Problem to work on: Reproduce verbatim only the lines from the one containing "Note: for this drill, mark the green leaf" through the last line below, both included.

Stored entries

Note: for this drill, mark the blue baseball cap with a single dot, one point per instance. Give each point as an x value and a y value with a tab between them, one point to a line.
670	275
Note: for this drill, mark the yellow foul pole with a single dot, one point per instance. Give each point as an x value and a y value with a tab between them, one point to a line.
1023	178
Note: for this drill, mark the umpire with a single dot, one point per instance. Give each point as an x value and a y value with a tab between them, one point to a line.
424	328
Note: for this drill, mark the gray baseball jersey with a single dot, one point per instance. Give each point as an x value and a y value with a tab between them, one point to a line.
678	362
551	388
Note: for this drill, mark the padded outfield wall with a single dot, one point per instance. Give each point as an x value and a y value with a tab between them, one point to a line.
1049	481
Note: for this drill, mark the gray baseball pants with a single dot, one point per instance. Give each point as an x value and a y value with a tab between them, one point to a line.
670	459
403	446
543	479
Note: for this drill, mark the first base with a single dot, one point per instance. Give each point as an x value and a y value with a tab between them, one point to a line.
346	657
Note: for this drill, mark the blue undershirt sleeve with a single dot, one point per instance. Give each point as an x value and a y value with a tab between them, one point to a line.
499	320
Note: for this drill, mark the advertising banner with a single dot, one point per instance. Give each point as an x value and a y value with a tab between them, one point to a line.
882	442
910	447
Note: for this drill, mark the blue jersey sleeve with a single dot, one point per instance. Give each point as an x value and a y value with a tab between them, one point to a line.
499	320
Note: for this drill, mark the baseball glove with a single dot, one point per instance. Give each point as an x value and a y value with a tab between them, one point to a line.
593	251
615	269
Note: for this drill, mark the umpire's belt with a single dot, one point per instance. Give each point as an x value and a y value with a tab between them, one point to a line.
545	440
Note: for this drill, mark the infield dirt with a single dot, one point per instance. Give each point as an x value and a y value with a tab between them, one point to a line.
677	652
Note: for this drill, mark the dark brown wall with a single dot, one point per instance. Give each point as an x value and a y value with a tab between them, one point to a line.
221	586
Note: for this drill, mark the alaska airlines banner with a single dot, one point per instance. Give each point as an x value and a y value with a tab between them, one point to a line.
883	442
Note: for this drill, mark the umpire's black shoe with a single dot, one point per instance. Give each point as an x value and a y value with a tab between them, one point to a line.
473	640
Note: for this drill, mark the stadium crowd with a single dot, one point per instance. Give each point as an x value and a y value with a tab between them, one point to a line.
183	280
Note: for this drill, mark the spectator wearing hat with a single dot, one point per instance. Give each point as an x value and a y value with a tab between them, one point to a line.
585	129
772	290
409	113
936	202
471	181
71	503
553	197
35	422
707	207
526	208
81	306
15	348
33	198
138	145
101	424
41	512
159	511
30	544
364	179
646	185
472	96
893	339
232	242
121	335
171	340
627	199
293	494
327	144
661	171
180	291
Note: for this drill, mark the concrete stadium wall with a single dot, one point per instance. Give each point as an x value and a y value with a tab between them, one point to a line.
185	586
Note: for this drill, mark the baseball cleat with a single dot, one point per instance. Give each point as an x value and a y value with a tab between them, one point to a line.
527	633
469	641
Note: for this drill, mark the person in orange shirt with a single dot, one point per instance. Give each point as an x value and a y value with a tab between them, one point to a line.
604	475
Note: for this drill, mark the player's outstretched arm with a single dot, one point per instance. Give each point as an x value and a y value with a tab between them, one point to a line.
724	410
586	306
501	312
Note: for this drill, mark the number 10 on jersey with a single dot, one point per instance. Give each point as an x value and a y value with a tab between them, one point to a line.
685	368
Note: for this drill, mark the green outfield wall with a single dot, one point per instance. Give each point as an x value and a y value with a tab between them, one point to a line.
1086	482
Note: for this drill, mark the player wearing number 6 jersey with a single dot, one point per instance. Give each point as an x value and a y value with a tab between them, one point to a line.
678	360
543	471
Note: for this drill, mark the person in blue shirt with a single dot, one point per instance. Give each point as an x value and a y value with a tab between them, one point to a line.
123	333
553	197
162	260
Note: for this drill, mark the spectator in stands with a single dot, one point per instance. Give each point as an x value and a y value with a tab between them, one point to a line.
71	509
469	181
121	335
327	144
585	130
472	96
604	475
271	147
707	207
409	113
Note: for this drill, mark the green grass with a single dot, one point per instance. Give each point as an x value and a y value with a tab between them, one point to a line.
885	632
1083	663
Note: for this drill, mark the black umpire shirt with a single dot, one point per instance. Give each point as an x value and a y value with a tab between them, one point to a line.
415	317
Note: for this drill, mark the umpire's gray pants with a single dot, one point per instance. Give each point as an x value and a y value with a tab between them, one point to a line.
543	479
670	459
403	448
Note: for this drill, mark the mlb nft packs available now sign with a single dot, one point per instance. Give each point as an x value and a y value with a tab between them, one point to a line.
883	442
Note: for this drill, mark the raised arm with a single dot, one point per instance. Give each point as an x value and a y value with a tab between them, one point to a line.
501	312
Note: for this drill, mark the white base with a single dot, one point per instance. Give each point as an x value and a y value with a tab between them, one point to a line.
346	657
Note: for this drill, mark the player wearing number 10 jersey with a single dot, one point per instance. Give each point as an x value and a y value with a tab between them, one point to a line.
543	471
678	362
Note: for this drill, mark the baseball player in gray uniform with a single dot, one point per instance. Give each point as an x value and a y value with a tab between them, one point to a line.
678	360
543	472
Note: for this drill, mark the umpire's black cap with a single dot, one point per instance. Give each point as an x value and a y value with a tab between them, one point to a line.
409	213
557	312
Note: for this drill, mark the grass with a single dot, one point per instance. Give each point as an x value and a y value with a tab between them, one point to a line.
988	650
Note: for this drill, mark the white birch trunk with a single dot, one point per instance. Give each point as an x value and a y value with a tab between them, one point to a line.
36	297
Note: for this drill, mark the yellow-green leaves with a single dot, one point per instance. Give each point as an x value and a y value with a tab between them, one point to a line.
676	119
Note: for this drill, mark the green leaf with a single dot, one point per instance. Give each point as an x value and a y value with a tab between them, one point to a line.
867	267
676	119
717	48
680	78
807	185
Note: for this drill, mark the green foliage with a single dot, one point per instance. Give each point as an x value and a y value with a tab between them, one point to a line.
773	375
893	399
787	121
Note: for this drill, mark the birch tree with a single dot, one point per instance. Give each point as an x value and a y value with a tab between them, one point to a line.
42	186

Answer to the task:
Note: for this drill, mark the green leaf with a single dot, one point per instance. Give each point as an x value and a y value with a tab between them, one point to a line.
867	267
676	119
717	48
680	78
807	185
Note: for this drill, mark the green foliage with a single dot, one point per instance. Give each point as an x value and a y value with a tab between them, one point to a line.
773	375
893	399
787	121
Note: for this drill, mark the birch tree with a single dot, one point per instance. Give each point as an x value and a y value with a tab between them, one point to a line.
42	186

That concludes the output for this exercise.